Records contained in a dataset:
= = = =
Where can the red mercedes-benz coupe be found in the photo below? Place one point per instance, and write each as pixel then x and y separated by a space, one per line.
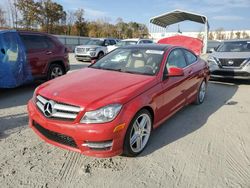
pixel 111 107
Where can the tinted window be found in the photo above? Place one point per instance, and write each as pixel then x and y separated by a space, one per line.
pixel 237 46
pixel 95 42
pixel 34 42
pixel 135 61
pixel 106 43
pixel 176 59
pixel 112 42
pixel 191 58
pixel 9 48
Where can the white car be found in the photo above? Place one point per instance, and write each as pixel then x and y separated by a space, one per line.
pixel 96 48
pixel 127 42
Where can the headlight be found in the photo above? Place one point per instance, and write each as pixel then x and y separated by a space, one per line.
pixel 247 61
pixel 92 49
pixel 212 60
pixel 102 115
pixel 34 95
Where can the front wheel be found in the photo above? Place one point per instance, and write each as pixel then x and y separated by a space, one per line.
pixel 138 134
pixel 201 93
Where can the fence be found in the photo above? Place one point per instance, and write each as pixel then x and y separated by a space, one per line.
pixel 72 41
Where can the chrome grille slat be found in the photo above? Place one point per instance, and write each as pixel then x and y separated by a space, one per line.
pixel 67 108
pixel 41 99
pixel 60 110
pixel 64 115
= = = =
→ EXERCISE OBJECTIVE
Print the records again exactly, without the pictures.

→ OUTPUT FOR THIS EXERCISE
Where can the red mercedes-benz coupe be found in the photo below? Place one point per instance, and write each as pixel then x and y separated by a space, one per line.
pixel 111 107
Where can the tinted window be found in the photo above? Place one point per instance, and write each as pixel then x and y separated by a space, one per line.
pixel 237 46
pixel 95 42
pixel 34 42
pixel 135 61
pixel 106 43
pixel 176 59
pixel 112 42
pixel 191 58
pixel 9 48
Where can the white car be found in the photo above? Place one point per instance, and write each as pixel then x and y separated by a space, one per line.
pixel 96 48
pixel 127 42
Where can the headlight be found in the photo above? Place one point per instance, and write each as pixel then x and y separated by a space, one per line.
pixel 247 61
pixel 92 49
pixel 212 60
pixel 102 115
pixel 34 95
Where can the front wheel be found in the photo above? Place one point per instance, and write each as pixel then x and y separated by a space, one per line.
pixel 138 134
pixel 201 93
Where can the fence be found in the photo above? Place one point per instance, and write each as pixel then x and y separated by a space, one per line.
pixel 72 41
Where can the chrome grille slat be found in the photo above? Place one point per instance, and write each as pixel then x and y separated by a space, one per line.
pixel 67 108
pixel 41 99
pixel 60 110
pixel 64 115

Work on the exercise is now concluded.